# 引用文
========

製造現場でのトラブルが3割減ったことで残業を大幅削減。現場従業員から業務改善の声があがる会社にサムネイル画像

有限会社ヤスダヨーグルト

業種
食品製造
導入規模
〜300名
利用目的
製造業務の効率化、管理業務の負担軽減、従業員教育

製造現場でのトラブルが3割減ったことで残業を大幅削減。現場従業員から業務改善の声があがる会社に

カミナシを作業マニュアルとしても活用し、従業員の業務習熟スピードも向上

新潟県に本拠を置き、「生乳」にこだわった高品質のヨーグルトを製造・販売する有限会社ヤスダヨーグルトは、紙の帳票による製造管理体制を刷新するためカミナシを導入。従来からの課題であった機械の取り扱いにおけるヒューマンエラーやチェック作業の業務負担を軽減した。これにより、同社では製造現場でのトラブルが約3割削減されたほか、残業時間が大幅に縮減され、定時退社が日常的な風景になっている。さらに、カミナシを作業マニュアルとして活用したことで従業員の業務を習熟するスピードが向上。製造工程を一通り習熟するために必要だった期間が従来の半分程度まで短くなり、業務の早期習熟が可能になっている。

========

# 項目一覧
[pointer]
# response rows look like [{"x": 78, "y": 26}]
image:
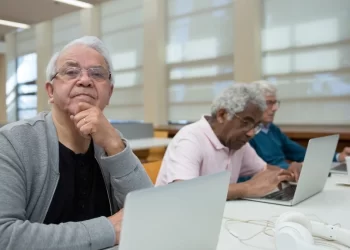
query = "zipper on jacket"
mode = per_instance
[
  {"x": 47, "y": 208},
  {"x": 104, "y": 181}
]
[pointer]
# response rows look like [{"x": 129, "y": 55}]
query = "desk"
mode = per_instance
[
  {"x": 299, "y": 133},
  {"x": 332, "y": 197},
  {"x": 147, "y": 143},
  {"x": 141, "y": 147}
]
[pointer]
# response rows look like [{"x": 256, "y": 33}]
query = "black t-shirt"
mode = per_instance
[{"x": 81, "y": 192}]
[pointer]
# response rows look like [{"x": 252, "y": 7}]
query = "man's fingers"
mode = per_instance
[{"x": 282, "y": 178}]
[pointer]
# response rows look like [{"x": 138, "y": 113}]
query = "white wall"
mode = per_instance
[{"x": 2, "y": 47}]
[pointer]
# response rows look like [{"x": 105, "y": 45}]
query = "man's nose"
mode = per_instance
[
  {"x": 250, "y": 133},
  {"x": 84, "y": 79}
]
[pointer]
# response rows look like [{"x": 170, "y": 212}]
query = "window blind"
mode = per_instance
[
  {"x": 66, "y": 28},
  {"x": 122, "y": 32},
  {"x": 306, "y": 53},
  {"x": 199, "y": 55}
]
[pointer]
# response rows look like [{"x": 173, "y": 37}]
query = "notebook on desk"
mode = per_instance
[{"x": 313, "y": 176}]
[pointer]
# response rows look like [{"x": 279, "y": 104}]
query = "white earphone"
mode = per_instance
[{"x": 294, "y": 231}]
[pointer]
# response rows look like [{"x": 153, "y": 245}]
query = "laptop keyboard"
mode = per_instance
[
  {"x": 285, "y": 194},
  {"x": 341, "y": 167}
]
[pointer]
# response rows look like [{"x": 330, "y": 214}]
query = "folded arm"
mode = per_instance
[{"x": 126, "y": 174}]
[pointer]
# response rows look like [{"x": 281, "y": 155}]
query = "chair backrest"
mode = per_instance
[
  {"x": 135, "y": 130},
  {"x": 152, "y": 169}
]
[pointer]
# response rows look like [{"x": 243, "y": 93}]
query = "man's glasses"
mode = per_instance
[
  {"x": 248, "y": 125},
  {"x": 98, "y": 74},
  {"x": 270, "y": 104}
]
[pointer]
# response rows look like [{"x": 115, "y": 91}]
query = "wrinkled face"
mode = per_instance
[
  {"x": 272, "y": 106},
  {"x": 240, "y": 129},
  {"x": 82, "y": 76}
]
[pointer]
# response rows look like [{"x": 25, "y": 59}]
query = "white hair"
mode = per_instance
[
  {"x": 267, "y": 88},
  {"x": 89, "y": 41},
  {"x": 236, "y": 98}
]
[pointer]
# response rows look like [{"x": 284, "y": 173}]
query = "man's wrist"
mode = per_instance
[
  {"x": 238, "y": 190},
  {"x": 114, "y": 147}
]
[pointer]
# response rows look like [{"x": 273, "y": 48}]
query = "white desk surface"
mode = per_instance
[
  {"x": 147, "y": 143},
  {"x": 332, "y": 206}
]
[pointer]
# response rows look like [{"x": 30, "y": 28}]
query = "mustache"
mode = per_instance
[{"x": 83, "y": 93}]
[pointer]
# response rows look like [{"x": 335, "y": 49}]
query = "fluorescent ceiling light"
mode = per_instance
[
  {"x": 76, "y": 3},
  {"x": 14, "y": 24}
]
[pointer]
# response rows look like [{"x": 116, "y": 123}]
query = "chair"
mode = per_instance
[{"x": 152, "y": 169}]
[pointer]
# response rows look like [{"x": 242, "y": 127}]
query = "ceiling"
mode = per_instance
[{"x": 33, "y": 11}]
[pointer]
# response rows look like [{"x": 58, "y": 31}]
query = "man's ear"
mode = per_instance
[
  {"x": 110, "y": 93},
  {"x": 49, "y": 90}
]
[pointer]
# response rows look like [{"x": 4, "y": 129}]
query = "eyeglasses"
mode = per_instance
[
  {"x": 248, "y": 125},
  {"x": 270, "y": 104},
  {"x": 71, "y": 73}
]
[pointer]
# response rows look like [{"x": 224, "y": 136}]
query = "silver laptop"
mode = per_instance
[
  {"x": 339, "y": 168},
  {"x": 185, "y": 215},
  {"x": 313, "y": 176}
]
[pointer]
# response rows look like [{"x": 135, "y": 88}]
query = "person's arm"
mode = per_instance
[
  {"x": 182, "y": 160},
  {"x": 17, "y": 232},
  {"x": 251, "y": 162},
  {"x": 126, "y": 174},
  {"x": 292, "y": 150}
]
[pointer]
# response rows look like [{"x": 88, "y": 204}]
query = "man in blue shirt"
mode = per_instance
[{"x": 275, "y": 147}]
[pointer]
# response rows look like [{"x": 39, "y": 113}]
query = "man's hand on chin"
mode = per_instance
[{"x": 91, "y": 122}]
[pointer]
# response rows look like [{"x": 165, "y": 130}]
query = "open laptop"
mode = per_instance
[
  {"x": 339, "y": 168},
  {"x": 313, "y": 176},
  {"x": 184, "y": 215}
]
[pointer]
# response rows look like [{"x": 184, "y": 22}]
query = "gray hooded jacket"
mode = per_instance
[{"x": 29, "y": 173}]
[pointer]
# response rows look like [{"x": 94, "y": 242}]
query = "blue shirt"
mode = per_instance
[{"x": 275, "y": 147}]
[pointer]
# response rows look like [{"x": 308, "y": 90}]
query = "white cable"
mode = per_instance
[{"x": 268, "y": 226}]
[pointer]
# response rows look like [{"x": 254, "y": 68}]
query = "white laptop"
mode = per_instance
[
  {"x": 339, "y": 168},
  {"x": 313, "y": 176},
  {"x": 185, "y": 215}
]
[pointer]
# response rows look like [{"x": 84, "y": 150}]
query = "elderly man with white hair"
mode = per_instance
[
  {"x": 219, "y": 142},
  {"x": 272, "y": 145},
  {"x": 64, "y": 174}
]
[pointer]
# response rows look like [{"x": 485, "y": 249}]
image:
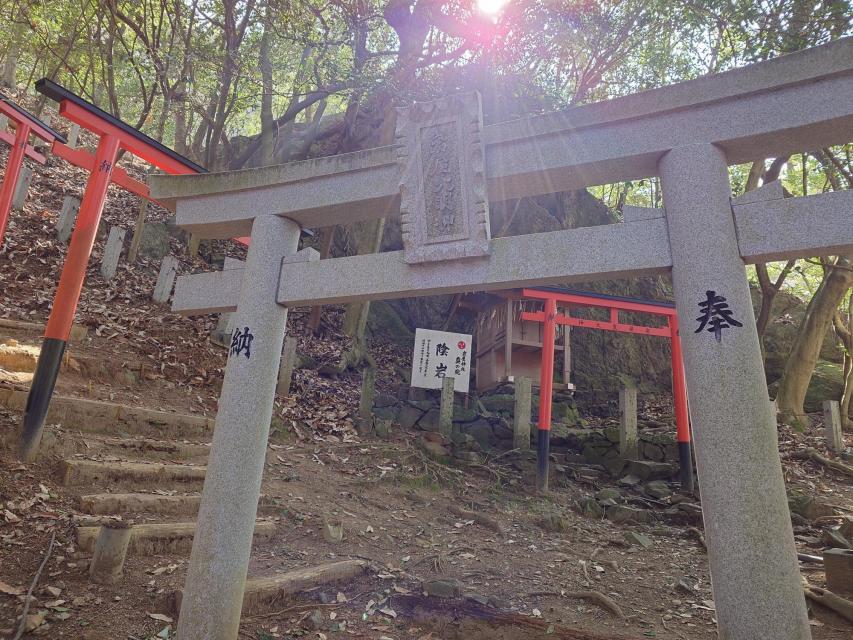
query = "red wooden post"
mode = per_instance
[
  {"x": 546, "y": 391},
  {"x": 682, "y": 417},
  {"x": 13, "y": 171},
  {"x": 67, "y": 296},
  {"x": 114, "y": 135}
]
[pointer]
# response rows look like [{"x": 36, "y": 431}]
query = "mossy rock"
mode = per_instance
[
  {"x": 499, "y": 402},
  {"x": 385, "y": 324},
  {"x": 827, "y": 383}
]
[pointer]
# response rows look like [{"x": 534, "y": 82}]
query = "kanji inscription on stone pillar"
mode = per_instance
[{"x": 444, "y": 208}]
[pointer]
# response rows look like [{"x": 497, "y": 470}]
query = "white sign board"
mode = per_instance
[{"x": 439, "y": 355}]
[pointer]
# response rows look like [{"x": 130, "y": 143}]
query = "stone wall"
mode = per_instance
[{"x": 486, "y": 425}]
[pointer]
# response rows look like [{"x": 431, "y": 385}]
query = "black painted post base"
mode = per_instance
[
  {"x": 543, "y": 450},
  {"x": 685, "y": 460},
  {"x": 38, "y": 401}
]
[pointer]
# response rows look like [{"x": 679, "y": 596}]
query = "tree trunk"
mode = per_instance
[
  {"x": 369, "y": 240},
  {"x": 769, "y": 290},
  {"x": 844, "y": 330},
  {"x": 267, "y": 133},
  {"x": 10, "y": 65},
  {"x": 806, "y": 348}
]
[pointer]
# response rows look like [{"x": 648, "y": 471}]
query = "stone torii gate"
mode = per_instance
[{"x": 443, "y": 170}]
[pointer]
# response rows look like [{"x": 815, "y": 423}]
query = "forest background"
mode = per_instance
[{"x": 236, "y": 84}]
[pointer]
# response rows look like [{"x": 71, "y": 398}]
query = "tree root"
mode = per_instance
[
  {"x": 479, "y": 518},
  {"x": 836, "y": 603},
  {"x": 596, "y": 597},
  {"x": 812, "y": 454}
]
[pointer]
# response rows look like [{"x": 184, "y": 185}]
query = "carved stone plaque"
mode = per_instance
[{"x": 444, "y": 207}]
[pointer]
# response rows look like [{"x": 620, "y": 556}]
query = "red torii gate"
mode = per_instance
[
  {"x": 25, "y": 124},
  {"x": 550, "y": 319},
  {"x": 115, "y": 136}
]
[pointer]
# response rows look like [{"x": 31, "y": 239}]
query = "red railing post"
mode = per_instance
[
  {"x": 546, "y": 391},
  {"x": 682, "y": 416},
  {"x": 13, "y": 172},
  {"x": 67, "y": 296}
]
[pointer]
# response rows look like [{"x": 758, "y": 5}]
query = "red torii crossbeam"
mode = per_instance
[
  {"x": 550, "y": 319},
  {"x": 114, "y": 135},
  {"x": 25, "y": 124}
]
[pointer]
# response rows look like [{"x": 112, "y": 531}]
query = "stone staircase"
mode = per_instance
[{"x": 153, "y": 477}]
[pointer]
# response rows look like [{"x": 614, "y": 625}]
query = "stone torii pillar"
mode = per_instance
[
  {"x": 213, "y": 596},
  {"x": 749, "y": 536}
]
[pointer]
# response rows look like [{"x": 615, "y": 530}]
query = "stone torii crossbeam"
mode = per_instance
[{"x": 441, "y": 174}]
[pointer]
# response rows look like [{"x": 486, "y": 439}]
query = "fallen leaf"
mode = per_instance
[
  {"x": 10, "y": 590},
  {"x": 159, "y": 616}
]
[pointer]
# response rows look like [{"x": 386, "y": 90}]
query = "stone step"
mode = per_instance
[
  {"x": 149, "y": 447},
  {"x": 84, "y": 472},
  {"x": 171, "y": 537},
  {"x": 266, "y": 593},
  {"x": 101, "y": 504},
  {"x": 105, "y": 504},
  {"x": 94, "y": 416}
]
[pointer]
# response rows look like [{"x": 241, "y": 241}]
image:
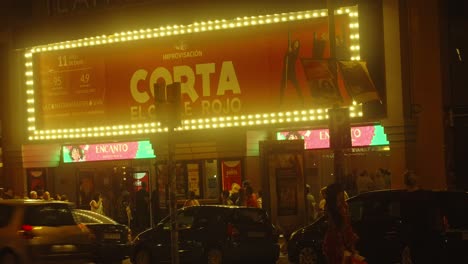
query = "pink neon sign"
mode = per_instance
[{"x": 320, "y": 138}]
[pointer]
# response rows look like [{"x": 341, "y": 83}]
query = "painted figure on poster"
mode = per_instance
[
  {"x": 77, "y": 153},
  {"x": 289, "y": 70}
]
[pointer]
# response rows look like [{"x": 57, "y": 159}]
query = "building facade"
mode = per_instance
[{"x": 80, "y": 74}]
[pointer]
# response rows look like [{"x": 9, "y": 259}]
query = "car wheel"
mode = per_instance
[
  {"x": 214, "y": 256},
  {"x": 143, "y": 256},
  {"x": 308, "y": 256},
  {"x": 8, "y": 257}
]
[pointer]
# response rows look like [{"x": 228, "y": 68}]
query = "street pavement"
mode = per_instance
[{"x": 282, "y": 260}]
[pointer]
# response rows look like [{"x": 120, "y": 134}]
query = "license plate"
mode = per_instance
[
  {"x": 111, "y": 236},
  {"x": 63, "y": 248},
  {"x": 255, "y": 234}
]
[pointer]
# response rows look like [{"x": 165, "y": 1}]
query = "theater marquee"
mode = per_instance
[{"x": 232, "y": 73}]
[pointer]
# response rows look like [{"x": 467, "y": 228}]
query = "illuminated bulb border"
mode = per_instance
[{"x": 192, "y": 124}]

========

# 以下に答えよ
1 - 引用文について、次の問いにそれぞれ答えよ。
(a) 有限会社ヤスダヨーグルトが本拠を置くのはどこか。
(b) 導入規模はどう記されているか。
(c) 製造工程を一通り習熟するための期間はどうなったか。
2 - 引用文のうち「カミナシを作業マニュアルとしても活用し、従業員の業務習熟スピードも向上」を含む語句で始まり「早期習熟が可能になっている。」で終わる部分を、「カミナシ」を「デジタル帳票」に置き換えて書き直せ。
3 - 引用文で「利用目的」として挙げられているものをすべて書き出せ。
項目一覧は引用文の内容と関係がない。

# 解答
1 -
(a) 新潟県
(b) 〜300名
(c) 従来の半分程度まで短くなった。

2 -
デジタル帳票を作業マニュアルとしても活用し、従業員の業務習熟スピードも向上

新潟県に本拠を置き、「生乳」にこだわった高品質のヨーグルトを製造・販売する有限会社ヤスダヨーグルトは、紙の帳票による製造管理体制を刷新するためデジタル帳票を導入。従来からの課題であった機械の取り扱いにおけるヒューマンエラーやチェック作業の業務負担を軽減した。これにより、同社では製造現場でのトラブルが約3割削減されたほか、残業時間が大幅に縮減され、定時退社が日常的な風景になっている。さらに、デジタル帳票を作業マニュアルとして活用したことで従業員の業務を習熟するスピードが向上。製造工程を一通り習熟するために必要だった期間が従来の半分程度まで短くなり、業務の早期習熟が可能になっている。

3 -
製造業務の効率化
管理業務の負担軽減
従業員教育